*Exercise description*
Whenever a line in the entries below includes the string "indicate", count that line. Report the total alone.

[Data section — start]

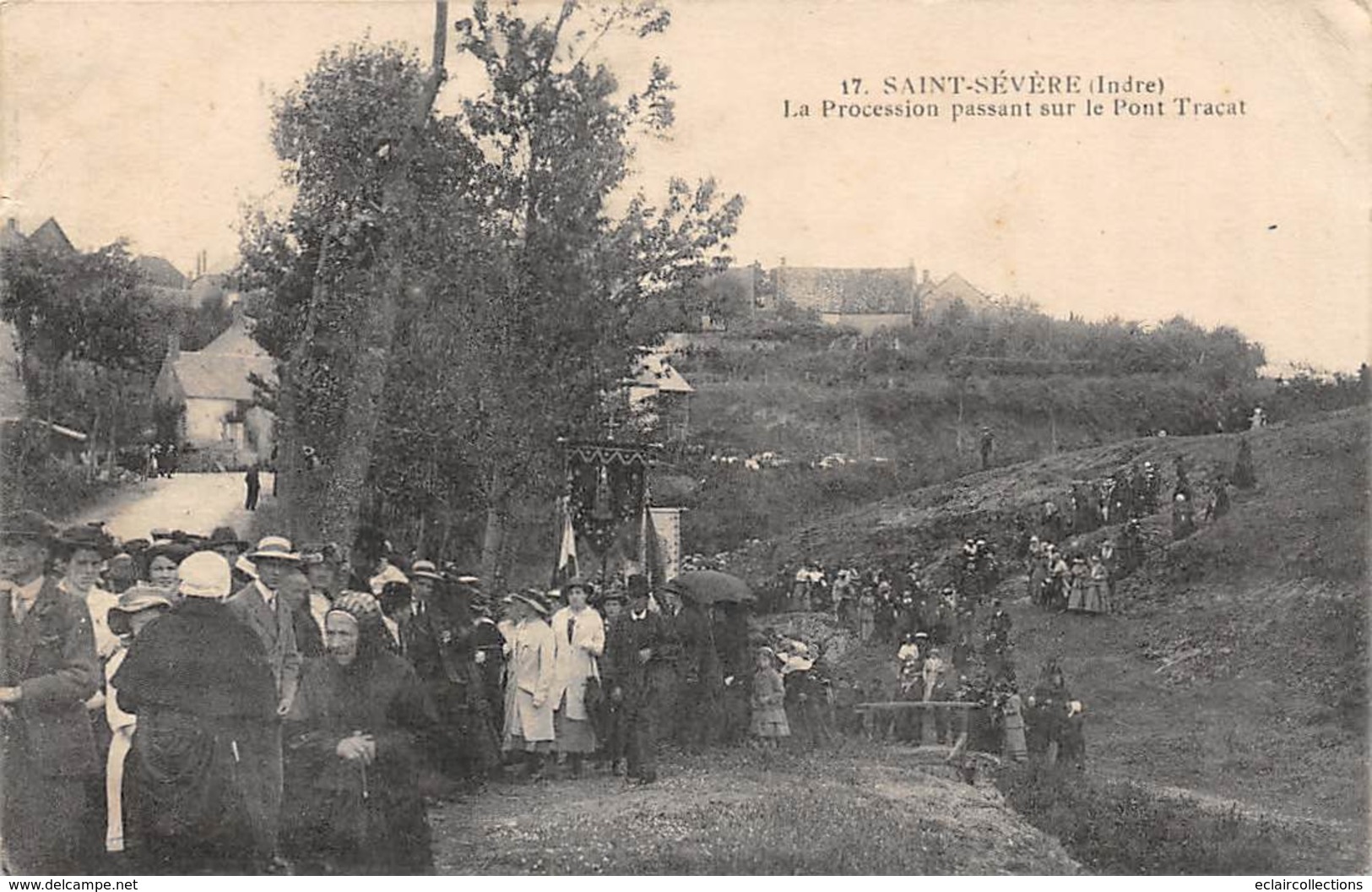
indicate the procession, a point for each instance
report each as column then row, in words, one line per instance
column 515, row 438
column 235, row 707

[Data section — finish]
[Data section — start]

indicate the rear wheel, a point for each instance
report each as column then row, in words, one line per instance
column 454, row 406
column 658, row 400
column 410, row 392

[Data section — finish]

*Exercise answer*
2